◆ **Exercise details**: The records that follow are to be printed exactly, with no images.

◆ **Data shown**:
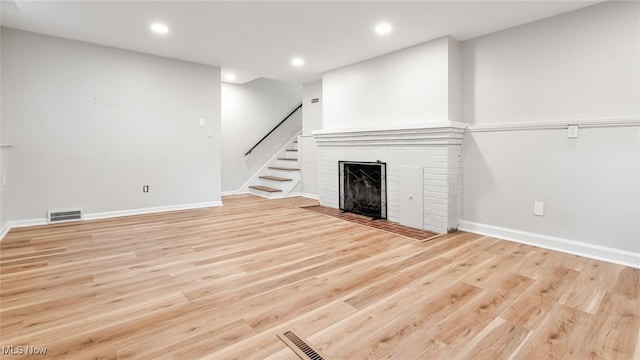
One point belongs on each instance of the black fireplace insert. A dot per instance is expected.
(363, 188)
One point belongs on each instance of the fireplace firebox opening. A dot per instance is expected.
(363, 188)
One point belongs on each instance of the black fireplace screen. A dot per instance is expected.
(363, 188)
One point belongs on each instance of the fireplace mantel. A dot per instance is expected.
(443, 133)
(431, 152)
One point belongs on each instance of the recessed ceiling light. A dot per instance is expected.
(159, 28)
(383, 28)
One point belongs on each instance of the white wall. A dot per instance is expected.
(406, 88)
(311, 112)
(580, 67)
(308, 149)
(249, 112)
(3, 202)
(90, 125)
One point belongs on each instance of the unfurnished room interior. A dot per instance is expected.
(320, 180)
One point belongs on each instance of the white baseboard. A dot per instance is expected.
(310, 196)
(598, 252)
(229, 193)
(4, 230)
(109, 214)
(112, 214)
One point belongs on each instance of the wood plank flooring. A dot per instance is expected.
(220, 283)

◆ **Result below**:
One point belongs on each instance of the black fireplace insert. A dot per instance is expected.
(363, 188)
One point belongs on each instance of the fireplace firebox opening. A dot per instance is expected.
(363, 188)
One point belongs on each instance of the black fireplace screen. A dot per instance is expected.
(363, 188)
One point belongs on each instance of the fireplace mantel. A dot per instance is expected.
(443, 133)
(431, 152)
One point belongs on each instance of the recessed ceiling light. A dot per instance is expected.
(159, 28)
(383, 28)
One point belongs on each instance of the white wall. A dot per instance is expected.
(406, 88)
(311, 112)
(580, 67)
(308, 149)
(249, 112)
(3, 202)
(90, 125)
One point belongs on each instance of the unfurnished room interior. A dot per instance is expected.
(320, 180)
One point belongs on each instance of the white baseboard. A dot per instance is expected.
(310, 196)
(598, 252)
(229, 193)
(4, 230)
(109, 214)
(112, 214)
One point belongs on each instance of the wood plank flooring. A dot per instance is expected.
(220, 283)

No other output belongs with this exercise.